(Extracted records)
* * * * * * * * *

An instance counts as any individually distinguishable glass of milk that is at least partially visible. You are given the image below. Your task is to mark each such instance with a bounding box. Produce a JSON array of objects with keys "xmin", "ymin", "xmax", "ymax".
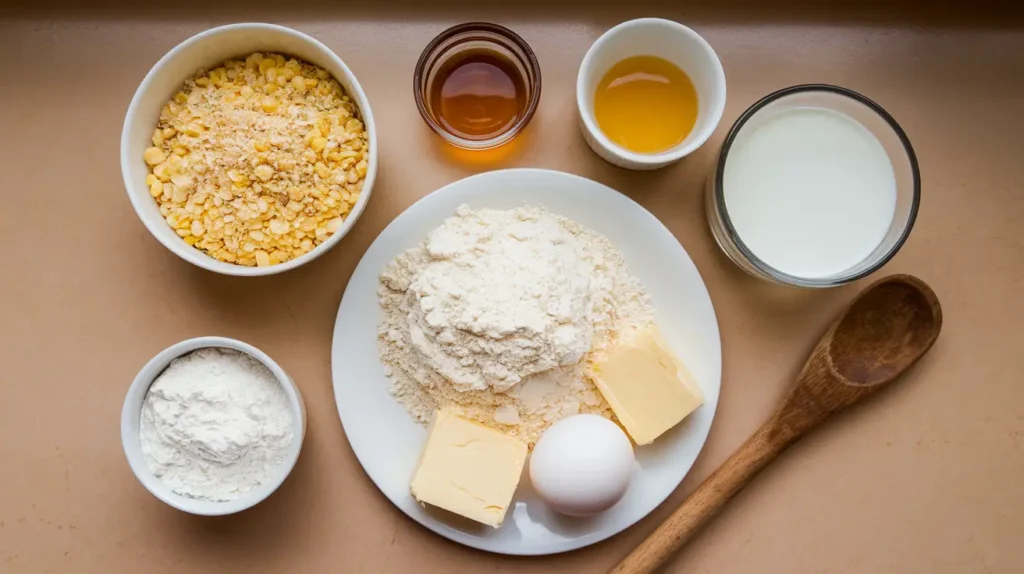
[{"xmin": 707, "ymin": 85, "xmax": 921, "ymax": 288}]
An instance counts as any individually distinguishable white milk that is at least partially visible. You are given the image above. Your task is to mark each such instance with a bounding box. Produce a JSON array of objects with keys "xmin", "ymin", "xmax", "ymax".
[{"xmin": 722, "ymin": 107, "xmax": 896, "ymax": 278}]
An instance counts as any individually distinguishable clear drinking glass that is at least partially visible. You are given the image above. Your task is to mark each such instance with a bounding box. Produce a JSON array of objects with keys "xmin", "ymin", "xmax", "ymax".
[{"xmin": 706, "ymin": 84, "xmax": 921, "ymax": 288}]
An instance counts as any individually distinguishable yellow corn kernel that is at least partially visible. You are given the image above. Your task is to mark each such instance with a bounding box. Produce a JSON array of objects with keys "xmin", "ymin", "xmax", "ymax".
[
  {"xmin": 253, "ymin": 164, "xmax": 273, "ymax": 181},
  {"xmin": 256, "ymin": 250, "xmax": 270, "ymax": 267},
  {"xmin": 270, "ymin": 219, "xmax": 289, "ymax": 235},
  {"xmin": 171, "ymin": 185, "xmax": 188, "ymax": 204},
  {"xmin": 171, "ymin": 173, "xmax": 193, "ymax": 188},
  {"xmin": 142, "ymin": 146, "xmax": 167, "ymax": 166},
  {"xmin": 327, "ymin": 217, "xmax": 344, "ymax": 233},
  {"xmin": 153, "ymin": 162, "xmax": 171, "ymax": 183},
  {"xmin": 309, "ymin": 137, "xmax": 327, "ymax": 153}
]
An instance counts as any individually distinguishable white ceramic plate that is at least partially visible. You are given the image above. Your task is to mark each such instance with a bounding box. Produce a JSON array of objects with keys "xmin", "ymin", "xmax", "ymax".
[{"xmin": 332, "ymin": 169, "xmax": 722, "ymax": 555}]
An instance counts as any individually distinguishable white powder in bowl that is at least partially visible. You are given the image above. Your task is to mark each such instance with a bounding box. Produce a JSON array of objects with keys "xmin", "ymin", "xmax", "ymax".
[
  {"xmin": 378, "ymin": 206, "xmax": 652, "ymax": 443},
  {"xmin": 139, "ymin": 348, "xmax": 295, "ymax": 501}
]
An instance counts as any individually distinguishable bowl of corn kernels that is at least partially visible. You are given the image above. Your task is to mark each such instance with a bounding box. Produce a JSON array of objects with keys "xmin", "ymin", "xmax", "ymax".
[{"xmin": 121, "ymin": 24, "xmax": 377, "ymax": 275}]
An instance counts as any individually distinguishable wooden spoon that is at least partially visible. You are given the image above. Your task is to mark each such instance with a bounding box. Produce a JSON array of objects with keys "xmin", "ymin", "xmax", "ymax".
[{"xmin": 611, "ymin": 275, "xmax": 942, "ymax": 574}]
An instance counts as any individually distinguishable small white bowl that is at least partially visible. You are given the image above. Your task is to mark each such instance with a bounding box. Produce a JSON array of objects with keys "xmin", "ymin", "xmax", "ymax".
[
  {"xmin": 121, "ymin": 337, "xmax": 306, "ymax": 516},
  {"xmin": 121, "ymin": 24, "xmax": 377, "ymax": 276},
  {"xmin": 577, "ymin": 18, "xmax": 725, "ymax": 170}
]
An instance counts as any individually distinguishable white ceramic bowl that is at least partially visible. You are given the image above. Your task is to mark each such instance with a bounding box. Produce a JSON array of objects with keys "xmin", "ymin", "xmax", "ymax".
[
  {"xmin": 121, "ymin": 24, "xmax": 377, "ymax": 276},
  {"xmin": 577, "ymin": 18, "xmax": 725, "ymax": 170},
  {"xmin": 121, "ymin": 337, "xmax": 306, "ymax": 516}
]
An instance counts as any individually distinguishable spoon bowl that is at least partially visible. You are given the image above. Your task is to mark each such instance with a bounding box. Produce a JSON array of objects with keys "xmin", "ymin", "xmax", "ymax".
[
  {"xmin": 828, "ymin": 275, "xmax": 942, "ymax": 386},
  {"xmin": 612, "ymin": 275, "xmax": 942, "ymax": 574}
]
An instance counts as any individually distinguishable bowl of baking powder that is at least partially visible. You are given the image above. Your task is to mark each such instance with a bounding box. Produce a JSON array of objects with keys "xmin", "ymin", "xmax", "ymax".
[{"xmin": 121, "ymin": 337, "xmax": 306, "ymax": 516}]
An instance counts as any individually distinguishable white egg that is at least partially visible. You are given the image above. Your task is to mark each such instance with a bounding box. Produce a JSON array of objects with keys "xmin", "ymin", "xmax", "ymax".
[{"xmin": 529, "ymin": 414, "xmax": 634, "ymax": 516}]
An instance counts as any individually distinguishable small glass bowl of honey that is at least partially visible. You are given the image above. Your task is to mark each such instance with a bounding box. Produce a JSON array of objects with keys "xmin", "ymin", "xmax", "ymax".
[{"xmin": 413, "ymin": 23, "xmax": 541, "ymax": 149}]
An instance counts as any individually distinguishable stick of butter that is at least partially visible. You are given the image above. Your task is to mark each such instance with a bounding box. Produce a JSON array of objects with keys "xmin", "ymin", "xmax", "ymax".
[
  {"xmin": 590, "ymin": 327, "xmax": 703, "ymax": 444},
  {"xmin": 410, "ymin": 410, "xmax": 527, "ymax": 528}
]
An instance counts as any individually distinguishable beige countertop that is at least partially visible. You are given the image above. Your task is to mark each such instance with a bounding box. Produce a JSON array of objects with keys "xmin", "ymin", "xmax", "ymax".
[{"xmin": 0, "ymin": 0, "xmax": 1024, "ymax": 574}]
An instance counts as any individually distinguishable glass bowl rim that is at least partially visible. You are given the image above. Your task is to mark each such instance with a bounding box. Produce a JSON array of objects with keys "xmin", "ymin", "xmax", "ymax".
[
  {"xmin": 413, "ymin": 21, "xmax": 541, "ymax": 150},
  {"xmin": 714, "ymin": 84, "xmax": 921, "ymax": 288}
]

* * * * * * * * *

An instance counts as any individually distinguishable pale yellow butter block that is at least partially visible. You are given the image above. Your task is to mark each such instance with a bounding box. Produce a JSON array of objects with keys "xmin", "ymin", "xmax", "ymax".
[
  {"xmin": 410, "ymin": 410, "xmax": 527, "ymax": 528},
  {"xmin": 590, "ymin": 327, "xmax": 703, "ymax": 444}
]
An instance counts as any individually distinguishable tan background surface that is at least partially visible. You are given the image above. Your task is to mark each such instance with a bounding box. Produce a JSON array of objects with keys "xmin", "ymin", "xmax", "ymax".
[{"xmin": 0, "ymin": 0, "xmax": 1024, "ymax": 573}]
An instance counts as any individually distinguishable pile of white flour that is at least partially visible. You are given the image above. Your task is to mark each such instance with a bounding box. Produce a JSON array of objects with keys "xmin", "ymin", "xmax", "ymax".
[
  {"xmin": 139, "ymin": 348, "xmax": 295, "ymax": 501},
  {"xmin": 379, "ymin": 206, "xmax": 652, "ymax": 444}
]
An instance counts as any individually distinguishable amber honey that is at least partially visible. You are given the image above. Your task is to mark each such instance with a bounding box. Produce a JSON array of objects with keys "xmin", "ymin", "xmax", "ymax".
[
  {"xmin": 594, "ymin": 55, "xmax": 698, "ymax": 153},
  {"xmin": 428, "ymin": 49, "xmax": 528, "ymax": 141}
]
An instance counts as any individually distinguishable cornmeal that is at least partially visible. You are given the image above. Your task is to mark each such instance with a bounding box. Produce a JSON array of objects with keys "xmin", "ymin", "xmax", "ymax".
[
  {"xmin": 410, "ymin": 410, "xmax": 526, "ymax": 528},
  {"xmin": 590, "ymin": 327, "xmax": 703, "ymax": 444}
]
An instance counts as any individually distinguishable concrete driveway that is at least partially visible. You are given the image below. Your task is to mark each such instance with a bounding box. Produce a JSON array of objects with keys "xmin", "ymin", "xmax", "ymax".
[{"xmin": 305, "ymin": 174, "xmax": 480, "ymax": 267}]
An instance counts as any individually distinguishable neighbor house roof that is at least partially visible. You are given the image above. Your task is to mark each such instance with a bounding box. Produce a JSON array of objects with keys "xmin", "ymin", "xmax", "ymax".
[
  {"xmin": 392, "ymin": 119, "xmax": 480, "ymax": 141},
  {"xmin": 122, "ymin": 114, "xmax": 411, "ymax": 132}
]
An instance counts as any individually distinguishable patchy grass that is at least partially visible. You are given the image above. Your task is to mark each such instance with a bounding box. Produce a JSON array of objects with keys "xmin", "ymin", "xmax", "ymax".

* * * * * * * * *

> TASK OBJECTIVE
Rewrite the entries in full from the line with "An instance counts as any individually distinguishable neighbor" to the line with "An instance counts as any individually distinguishable patchy", scaling every bounding-box coordinate in the answers by 1.25 and rounding each result to a whole number, with halves rounded up. Leave all other text unchanged and include nothing outside those lines.

> ANSWER TO THE EXERCISE
An instance counts as any individually distinguishable neighbor house roof that is at least partially visible. You are given the image above. Your task is to mark each such instance with a bounding box. Produce a JSON array of objects with keys "xmin", "ymin", "xmax", "ymax".
[
  {"xmin": 490, "ymin": 149, "xmax": 600, "ymax": 176},
  {"xmin": 153, "ymin": 143, "xmax": 514, "ymax": 165}
]
An instance counts as any individually distinguishable patchy grass that is at least partially visible. You are given the image above. Your task is to mark each such instance with a bounding box. Produce a JSON array of objects with keys "xmin", "ymin", "xmax", "ymax".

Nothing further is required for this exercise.